• _EXCERPT PROVIDED_:
--- --- ---

I just received contact information for my donor!   I am beyond excited at the possibility of getting to know more about each other.  I hope she is as interested in doing so as I.  That she consented to provide her contact information says she might be.  Thank you JESUS for making this possible!!!  And to the beautiful soul whose donation enables me to continue to be a part of my kids lives... DANKE SCHON!!  <3

Wednesday, May 6, 2015

Feliz Quatro de Mayo



My daughter and I on this day, as good an excuse to eat yummy Mexican food as any!  A Girl Scouts meeting scheduled for May 5th meant we had to "celebrate" a day early. 

Thank you, my sweet donor, for making this possible. Always in my thanks and prayers...

D

Sunday, April 19, 2015

Happy Two Year Birthday, Dianne 2.0!

It doesn't FEEL like it has been two years since I received a second chance for life. Two years ago today, I received my stem cell transplant...six months after being diagnosed with Acute Myeloid Leukemia. I feel good!  Not a day goes by that I am not grateful. So much change!  

I have experienced minor GVH over the last two years and was hospitalized last summer for pneumonia, but have had a relatively uneventful recovery. I have lost 70 lbs. My taste buds have returned after being on hiatus for about nine out of the last 12 months. I truly eat to live today, there is no "wow" no matter what I eat but I am fine with that. My hair grows, thins and regrows about every six weeks. I sometimes feel as if I am going through puberty all over again when my face breaks out...weird since my skin is very dry now. I have been beyond post menopausal for over a year now. My eyes, at times water all day long. My allergies are worse. I do not have the stamina I once had but little stops me when I want to do something. I tire more easily. I have gotten to spend a lot of quality time with my kids over the last two years and that I wouldn't trade for the world. My daughter tells me she does and doesn't want me to go back to work.  She likes having me at home.  There are a lot of things and people I do not remember from that first 18 months following diagnosis. I feel bad when someone remembers me but I do not remember them. Hopefully they'll accept my 'chemo brain' excuse, it is real!  =0).

--- --- ---

• _DATA SHOWN_:
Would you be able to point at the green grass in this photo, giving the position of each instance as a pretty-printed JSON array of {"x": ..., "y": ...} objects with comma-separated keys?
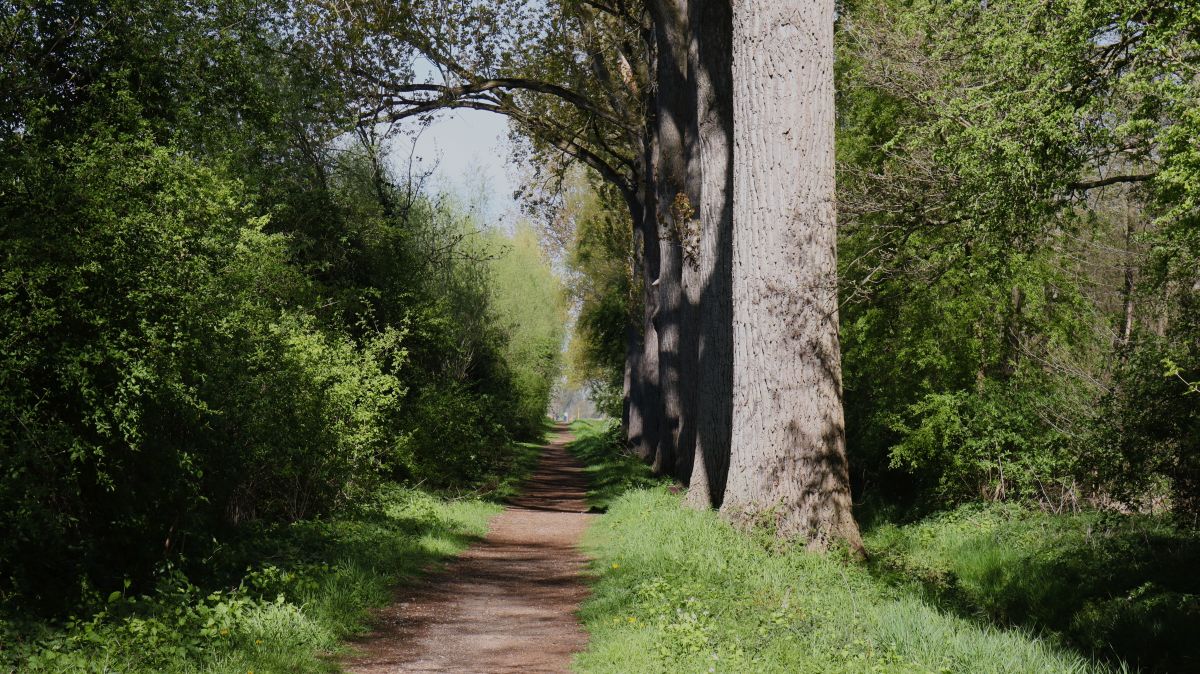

--- --- ---

• _COMPLETE THE FOLLOWING_:
- A) In the blog excerpt, what illness was the writer diagnosed with six months before the stem cell transplant?
- B) List every number of months the writer mentions in the blog excerpt.

• _ANSWERS PROVIDED_:
- A) Acute Myeloid Leukemia

- B) six, nine, 12, 18